Pull out each line below that contains the word "lamp" and copy it whole. Case counts.

Saved entries:

"""

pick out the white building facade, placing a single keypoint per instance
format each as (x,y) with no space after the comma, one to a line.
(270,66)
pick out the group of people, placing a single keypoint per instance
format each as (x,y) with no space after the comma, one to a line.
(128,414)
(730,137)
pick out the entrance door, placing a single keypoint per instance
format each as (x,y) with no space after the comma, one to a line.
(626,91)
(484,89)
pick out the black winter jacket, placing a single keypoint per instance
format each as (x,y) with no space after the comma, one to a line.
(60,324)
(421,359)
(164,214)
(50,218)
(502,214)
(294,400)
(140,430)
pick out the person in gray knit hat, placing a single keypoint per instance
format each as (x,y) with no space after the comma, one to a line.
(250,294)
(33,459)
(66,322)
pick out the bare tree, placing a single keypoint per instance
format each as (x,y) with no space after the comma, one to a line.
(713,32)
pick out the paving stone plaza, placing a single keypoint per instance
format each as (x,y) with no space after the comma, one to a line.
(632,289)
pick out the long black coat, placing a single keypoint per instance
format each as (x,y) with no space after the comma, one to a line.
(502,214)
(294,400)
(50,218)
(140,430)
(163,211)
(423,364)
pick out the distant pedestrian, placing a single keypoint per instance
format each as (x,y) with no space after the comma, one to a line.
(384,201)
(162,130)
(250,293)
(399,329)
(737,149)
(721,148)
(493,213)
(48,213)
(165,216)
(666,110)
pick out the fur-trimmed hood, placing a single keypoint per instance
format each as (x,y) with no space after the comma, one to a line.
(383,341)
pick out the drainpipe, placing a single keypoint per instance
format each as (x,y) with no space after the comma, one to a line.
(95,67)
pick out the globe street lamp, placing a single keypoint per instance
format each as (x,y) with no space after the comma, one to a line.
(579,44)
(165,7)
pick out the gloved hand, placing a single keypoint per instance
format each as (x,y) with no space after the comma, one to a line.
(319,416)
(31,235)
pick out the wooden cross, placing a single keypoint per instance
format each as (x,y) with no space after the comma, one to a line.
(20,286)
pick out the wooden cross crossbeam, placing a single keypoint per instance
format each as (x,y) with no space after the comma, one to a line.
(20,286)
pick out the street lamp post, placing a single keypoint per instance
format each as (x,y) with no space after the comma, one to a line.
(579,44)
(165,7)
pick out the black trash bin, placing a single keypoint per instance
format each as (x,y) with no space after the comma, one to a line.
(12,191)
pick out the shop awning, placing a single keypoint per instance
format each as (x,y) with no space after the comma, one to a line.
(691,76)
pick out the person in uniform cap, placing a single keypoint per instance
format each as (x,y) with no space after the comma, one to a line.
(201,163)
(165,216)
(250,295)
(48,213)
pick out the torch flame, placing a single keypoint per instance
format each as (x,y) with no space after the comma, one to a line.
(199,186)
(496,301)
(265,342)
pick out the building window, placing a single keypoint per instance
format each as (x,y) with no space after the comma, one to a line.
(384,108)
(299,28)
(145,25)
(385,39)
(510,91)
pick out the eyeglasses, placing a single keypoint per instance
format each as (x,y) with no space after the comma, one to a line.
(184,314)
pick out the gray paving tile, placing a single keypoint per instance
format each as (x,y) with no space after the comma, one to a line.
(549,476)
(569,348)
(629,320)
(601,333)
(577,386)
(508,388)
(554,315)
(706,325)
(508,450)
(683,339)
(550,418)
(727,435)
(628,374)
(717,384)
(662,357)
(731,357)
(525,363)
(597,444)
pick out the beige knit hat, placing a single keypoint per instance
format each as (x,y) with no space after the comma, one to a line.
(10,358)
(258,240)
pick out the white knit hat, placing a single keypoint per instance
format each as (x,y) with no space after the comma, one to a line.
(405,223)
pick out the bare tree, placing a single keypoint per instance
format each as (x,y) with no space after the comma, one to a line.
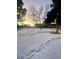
(40,10)
(36,14)
(46,10)
(33,12)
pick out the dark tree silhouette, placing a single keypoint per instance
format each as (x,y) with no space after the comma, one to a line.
(55,13)
(20,10)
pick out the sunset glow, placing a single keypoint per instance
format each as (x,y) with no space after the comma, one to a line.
(29,21)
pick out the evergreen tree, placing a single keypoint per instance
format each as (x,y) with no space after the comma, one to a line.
(20,10)
(55,13)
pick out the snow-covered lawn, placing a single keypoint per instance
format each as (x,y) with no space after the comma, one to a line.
(38,44)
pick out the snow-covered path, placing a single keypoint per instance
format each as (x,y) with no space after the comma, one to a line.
(38,44)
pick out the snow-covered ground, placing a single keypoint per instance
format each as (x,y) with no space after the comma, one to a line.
(38,44)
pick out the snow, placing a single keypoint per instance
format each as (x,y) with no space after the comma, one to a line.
(38,44)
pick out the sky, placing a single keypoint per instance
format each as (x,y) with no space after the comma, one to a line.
(37,4)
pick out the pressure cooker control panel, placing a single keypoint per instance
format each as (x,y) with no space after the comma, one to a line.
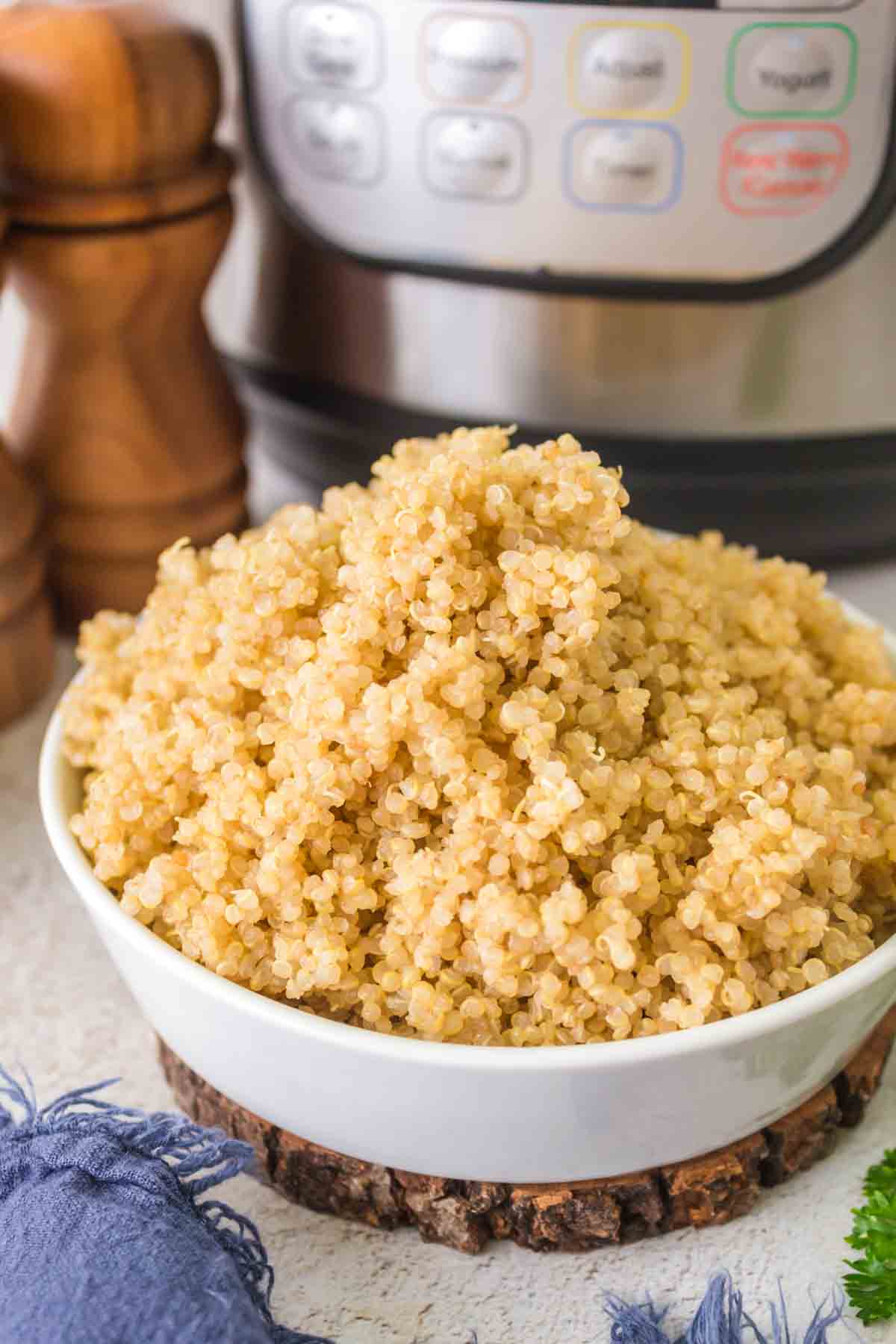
(718,143)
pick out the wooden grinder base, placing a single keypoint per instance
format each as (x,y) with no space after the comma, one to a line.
(574,1216)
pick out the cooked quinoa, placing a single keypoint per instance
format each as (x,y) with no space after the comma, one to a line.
(470,756)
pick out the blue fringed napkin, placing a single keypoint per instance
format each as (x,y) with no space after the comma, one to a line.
(104,1238)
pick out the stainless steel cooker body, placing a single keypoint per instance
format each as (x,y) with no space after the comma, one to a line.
(715,388)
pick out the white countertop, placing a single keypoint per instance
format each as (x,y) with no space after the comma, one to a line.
(66,1016)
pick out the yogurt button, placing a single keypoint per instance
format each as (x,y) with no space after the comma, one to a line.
(791,72)
(622,69)
(473,58)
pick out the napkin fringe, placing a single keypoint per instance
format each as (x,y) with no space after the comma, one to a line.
(721,1319)
(199,1157)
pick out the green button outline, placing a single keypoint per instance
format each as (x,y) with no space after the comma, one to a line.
(810,113)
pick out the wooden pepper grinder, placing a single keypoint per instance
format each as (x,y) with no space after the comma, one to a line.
(120,210)
(26,621)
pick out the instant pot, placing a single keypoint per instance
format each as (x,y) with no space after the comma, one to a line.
(664,228)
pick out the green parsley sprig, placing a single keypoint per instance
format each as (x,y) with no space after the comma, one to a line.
(871,1287)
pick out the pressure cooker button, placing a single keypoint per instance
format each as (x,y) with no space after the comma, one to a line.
(335,45)
(476,156)
(337,140)
(623,69)
(783,169)
(474,60)
(782,70)
(615,167)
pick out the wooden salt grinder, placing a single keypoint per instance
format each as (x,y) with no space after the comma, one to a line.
(120,210)
(26,624)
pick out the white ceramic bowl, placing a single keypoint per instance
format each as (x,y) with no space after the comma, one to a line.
(480,1113)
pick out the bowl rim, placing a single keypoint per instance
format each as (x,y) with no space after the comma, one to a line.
(54,772)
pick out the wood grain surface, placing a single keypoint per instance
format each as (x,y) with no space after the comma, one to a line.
(120,210)
(574,1216)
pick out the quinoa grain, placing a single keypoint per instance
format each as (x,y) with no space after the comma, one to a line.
(470,756)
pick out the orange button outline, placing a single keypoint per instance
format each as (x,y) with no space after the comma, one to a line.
(422,75)
(794,129)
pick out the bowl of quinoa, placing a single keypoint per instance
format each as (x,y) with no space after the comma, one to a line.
(469,759)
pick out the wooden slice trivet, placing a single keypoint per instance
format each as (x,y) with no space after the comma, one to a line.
(573,1216)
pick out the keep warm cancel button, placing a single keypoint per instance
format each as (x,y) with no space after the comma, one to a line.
(782,171)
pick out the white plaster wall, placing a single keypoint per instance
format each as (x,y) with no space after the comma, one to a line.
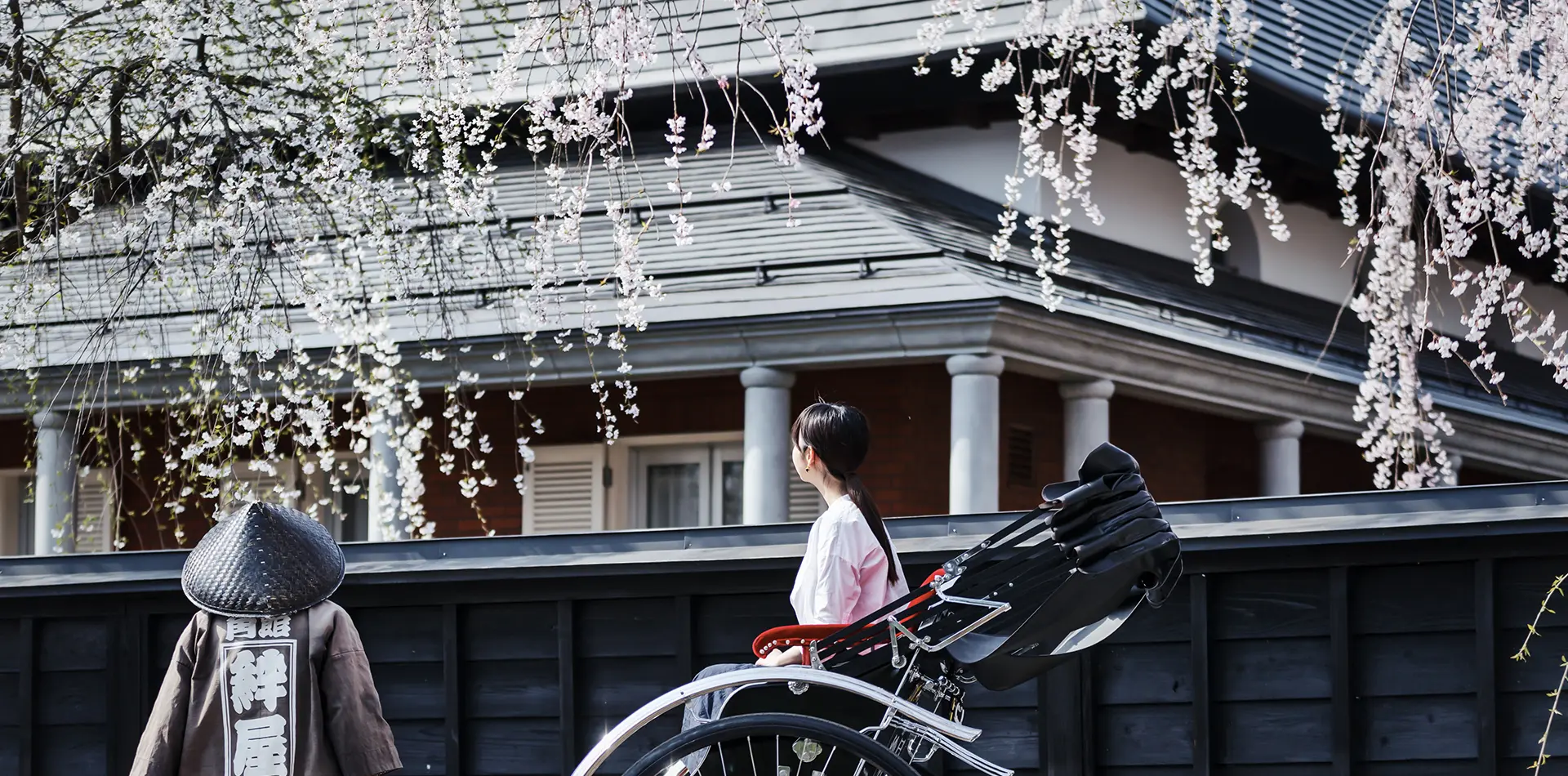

"""

### Full solution
pick out the globe street lamp, placing a single keypoint per instance
pick out the street lamp post, placing a single keypoint per instance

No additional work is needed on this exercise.